A major mind-shift happened during my stay in the hospital. I realized how quickly my life could change and never to take it for granted. I am so thankful for the support I received from family, friends, and our church family who dropped off meals to us for the first three weeks when we got home. I still, to this day, do not know how my husband was able to hold it together while taking care of the new baby, being with me, and checking in on our other children. I am also grateful to my support team at Macaroni KID that gave me all the time I needed to recover.  I want to share some of my take-aways from this life experience:




Educate yourself. Get connected.

Ask questions and do your own research. Know the risks that are involved when you’re making decisions, so you can discuss them with your partner in advance, whenever possible. If you’re going through something difficult now, find resources for support. I’ve seen so many women share their different struggles on social media, looking for someone who understands them. I’m working to establish a space where moms can come together and share their life experiences, joys and struggles with one another. We’re not alone on this journey.

Everything isn’t always ok, and that’s ok. Speak up.

I went through a period of ups and downs after this experience. While we didn’t anticipate having another baby, having that possibility abruptly taken away was HARD. I had so much to be thankful for. Some people struggle to have just one. I’m alive. I’m blessed. Despite all of those truths, I was struggling emotionally and, at times, not sure if I was ok. I talked to my husband, and sought out a therapist when things weren’t getting better. Having a baby is huge adjustment and it’s so crucial to get the support that you need. Some of the biggest lessons I’ve learned in my adult life is what my dad shared with me…

  • To accept help when it’s being offered,or we rob the giver of being a blessing to us. 
  • Don’t try to reinvent the wheel, let someone with experience come alongside you. 
  • Stop trying to do it all..you can’t.

## Extracted data

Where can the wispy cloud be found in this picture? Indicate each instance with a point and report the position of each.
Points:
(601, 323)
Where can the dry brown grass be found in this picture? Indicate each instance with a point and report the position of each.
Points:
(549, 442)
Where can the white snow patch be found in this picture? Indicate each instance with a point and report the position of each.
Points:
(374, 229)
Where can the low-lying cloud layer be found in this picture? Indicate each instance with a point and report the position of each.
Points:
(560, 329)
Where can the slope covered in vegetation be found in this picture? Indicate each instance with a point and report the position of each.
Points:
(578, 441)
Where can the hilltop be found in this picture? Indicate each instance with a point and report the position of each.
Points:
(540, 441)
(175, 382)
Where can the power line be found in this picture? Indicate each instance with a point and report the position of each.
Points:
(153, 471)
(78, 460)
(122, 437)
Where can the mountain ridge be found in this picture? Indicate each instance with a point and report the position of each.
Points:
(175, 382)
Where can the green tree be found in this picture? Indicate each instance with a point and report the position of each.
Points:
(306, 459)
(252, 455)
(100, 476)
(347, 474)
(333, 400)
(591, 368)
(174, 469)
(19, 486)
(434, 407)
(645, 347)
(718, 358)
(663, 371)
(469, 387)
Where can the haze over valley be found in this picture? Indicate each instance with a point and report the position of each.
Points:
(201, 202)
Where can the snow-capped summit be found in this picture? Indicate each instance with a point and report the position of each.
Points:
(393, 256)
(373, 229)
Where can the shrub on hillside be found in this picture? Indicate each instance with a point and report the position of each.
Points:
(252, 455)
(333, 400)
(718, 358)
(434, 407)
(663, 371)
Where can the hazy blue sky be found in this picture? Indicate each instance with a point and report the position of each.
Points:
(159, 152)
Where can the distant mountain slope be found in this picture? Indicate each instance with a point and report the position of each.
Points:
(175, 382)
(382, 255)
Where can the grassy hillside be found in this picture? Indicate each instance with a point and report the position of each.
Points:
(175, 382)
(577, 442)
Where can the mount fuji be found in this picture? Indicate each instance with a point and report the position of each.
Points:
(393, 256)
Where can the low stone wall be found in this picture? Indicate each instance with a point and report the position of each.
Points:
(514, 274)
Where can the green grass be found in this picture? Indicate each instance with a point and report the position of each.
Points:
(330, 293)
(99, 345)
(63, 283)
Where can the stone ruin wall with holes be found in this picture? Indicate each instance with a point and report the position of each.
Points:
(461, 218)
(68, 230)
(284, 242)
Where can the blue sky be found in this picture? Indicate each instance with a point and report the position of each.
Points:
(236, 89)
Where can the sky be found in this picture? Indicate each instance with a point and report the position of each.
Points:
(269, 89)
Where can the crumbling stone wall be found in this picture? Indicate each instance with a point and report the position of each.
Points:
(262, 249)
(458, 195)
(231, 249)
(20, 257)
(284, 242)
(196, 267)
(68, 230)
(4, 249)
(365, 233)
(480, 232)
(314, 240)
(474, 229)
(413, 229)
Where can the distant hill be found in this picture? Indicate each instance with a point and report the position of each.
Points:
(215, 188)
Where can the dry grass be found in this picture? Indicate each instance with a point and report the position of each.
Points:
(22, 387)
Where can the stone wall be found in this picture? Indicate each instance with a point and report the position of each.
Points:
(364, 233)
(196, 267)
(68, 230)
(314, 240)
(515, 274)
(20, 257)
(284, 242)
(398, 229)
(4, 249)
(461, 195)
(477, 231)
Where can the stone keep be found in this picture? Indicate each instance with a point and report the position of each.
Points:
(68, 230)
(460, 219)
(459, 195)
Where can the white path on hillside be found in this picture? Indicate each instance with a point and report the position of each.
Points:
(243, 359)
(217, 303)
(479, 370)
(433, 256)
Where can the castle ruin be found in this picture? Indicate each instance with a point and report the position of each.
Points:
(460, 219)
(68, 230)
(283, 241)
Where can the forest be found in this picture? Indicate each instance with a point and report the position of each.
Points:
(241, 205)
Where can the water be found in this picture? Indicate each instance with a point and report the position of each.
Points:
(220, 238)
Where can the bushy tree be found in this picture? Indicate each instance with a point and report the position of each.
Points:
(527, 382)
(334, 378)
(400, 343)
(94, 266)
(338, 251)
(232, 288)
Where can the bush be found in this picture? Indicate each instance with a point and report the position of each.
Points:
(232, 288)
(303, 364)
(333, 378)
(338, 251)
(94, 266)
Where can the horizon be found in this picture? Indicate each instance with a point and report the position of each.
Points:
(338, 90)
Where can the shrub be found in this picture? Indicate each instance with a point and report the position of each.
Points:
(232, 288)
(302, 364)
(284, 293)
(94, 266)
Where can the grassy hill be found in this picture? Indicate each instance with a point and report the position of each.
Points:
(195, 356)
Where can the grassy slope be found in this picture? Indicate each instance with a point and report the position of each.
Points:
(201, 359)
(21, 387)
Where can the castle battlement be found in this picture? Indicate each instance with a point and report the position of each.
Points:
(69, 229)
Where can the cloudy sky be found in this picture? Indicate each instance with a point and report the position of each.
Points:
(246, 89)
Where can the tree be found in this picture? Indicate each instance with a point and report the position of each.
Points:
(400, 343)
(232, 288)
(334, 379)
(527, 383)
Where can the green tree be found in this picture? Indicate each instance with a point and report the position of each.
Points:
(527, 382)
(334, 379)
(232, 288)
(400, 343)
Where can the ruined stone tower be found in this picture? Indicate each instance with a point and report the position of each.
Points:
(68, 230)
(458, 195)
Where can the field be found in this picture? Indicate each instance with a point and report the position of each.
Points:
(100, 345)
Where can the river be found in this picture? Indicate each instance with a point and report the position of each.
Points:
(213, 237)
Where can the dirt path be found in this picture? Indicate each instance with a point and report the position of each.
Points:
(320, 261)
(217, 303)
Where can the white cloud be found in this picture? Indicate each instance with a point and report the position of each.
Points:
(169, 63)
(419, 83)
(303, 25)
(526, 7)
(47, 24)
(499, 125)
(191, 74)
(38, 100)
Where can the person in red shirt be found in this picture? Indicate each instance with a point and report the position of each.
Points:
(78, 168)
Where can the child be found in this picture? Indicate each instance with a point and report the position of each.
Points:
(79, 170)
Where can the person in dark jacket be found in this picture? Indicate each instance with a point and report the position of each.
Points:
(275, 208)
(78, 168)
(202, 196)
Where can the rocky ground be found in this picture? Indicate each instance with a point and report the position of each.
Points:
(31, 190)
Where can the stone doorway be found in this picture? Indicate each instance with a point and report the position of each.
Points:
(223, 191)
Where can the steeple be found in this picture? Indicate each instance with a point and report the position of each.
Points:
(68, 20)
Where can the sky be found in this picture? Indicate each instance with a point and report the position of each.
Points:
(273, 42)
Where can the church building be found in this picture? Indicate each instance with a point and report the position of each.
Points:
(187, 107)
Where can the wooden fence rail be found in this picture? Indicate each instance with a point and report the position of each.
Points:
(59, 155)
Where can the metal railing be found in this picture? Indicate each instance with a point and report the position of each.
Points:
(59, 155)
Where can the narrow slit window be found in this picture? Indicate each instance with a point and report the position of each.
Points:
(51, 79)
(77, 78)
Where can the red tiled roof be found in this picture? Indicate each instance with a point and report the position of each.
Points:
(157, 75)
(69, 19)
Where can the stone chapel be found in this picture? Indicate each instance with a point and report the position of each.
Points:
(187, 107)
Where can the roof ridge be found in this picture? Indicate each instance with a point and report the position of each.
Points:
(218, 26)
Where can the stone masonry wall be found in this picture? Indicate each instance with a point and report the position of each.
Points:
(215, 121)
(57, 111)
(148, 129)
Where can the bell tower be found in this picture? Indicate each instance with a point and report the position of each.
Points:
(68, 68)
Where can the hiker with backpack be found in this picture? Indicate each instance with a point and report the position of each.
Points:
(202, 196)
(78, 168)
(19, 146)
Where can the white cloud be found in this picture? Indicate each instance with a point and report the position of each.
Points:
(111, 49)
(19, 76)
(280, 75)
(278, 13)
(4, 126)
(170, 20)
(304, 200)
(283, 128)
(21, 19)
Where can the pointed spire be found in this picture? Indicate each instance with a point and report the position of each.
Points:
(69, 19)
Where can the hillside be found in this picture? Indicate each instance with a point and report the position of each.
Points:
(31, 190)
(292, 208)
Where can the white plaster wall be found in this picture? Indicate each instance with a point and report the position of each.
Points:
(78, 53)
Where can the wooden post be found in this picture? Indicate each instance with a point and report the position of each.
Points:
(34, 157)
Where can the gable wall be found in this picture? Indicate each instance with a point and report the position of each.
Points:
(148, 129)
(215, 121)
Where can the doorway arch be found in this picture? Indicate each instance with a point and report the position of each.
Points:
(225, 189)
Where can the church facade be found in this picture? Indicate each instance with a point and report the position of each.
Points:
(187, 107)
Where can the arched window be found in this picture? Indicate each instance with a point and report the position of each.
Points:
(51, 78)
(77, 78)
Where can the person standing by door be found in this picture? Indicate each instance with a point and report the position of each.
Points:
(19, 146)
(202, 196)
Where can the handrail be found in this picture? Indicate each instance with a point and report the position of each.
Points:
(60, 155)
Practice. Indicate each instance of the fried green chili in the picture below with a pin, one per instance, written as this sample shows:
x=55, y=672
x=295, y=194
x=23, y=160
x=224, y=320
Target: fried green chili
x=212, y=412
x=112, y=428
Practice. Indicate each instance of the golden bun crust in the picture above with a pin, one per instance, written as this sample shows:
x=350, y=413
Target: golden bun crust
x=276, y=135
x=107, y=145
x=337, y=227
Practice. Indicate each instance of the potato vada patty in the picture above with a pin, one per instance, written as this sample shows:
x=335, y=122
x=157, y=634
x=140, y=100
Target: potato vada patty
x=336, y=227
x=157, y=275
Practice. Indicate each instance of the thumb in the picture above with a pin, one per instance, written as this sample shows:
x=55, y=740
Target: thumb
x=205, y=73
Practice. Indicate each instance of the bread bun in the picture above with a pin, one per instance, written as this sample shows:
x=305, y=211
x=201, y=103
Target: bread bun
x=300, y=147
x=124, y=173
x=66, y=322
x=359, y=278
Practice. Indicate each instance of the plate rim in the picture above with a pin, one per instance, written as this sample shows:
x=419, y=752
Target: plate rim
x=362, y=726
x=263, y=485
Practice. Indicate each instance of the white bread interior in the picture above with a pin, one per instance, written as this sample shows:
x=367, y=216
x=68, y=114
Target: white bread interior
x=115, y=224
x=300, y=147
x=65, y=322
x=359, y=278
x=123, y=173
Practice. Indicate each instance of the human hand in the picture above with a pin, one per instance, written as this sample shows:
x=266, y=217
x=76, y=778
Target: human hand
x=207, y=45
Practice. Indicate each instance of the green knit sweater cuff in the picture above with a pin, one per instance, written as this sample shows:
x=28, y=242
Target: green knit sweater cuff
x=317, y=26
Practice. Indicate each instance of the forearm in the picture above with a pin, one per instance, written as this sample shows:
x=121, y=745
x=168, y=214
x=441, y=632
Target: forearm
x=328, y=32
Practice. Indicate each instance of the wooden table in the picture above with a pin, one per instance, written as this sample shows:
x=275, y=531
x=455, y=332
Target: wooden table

## Activity 1
In the hospital-stay story, rewrite everything from "Everything isn’t always" down to "come alongside you.", putting "counselor" in place of "therapist".
## Activity 2
In the hospital-stay story, which organization's support team gave the writer all the time needed to recover?
## Activity 3
Carry on writing the hospital-stay story from the point where it stops.
The items have nothing to do with the hospital-stay story.

## Answer section 1
Everything isn’t always ok, and that’s ok. Speak up.

I went through a period of ups and downs after this experience. While we didn’t anticipate having another baby, having that possibility abruptly taken away was HARD. I had so much to be thankful for. Some people struggle to have just one. I’m alive. I’m blessed. Despite all of those truths, I was struggling emotionally and, at times, not sure if I was ok. I talked to my husband, and sought out a counselor when things weren’t getting better. Having a baby is huge adjustment and it’s so crucial to get the support that you need. Some of the biggest lessons I’ve learned in my adult life is what my dad shared with me…

  • To accept help when it’s being offered,or we rob the giver of being a blessing to us. 
  • Don’t try to reinvent the wheel, let someone with experience come alongside you.

## Answer section 2
Macaroni KID

## Answer section 3
I feel like there’s this perceived pressure we put on ourselves to do it all. That we should be able to adjust and keep it all together. It looks like other people have it together, right? But if we stop and get real with one another, we’ll quickly realize that it’s not always the case.

Embrace the seasons

Ahhhh, this one is so hard to learn while you’re in the middle of raising children! If you have older children, you know how fast time goes. If you are a new parent, just take one day at a time! I embraced the seasons with my first, but wished them away with my second and third baby. The sleepless nights, the seemingly endless feedings, putting the needs of your child ahead of your own…the list could go on and on. IT’S A LOT! I wanted them to be independent as soon as possible so I could get my body back, get my hands back, and do “all the things”. This year, my oldest is turning ten, my 2nd youngest is starting kindergarten, and my baby just turned one. I intentionally took in the moments and time didn’t slow down one bit!  It seems never-ending when we’re in the middle of it, but when we get to the other side, and our children are grown, suddenly the years seem so short! 

Late one night, while scrolling my phone to stay awake through the middle-of-the-night feedings, the following video popped up. This is your reminder to take the pictures and record the videos. Slow down and enjoy each day, even when it’s chaotic, even when messes are made right after you clean up. It won’t be this way forever.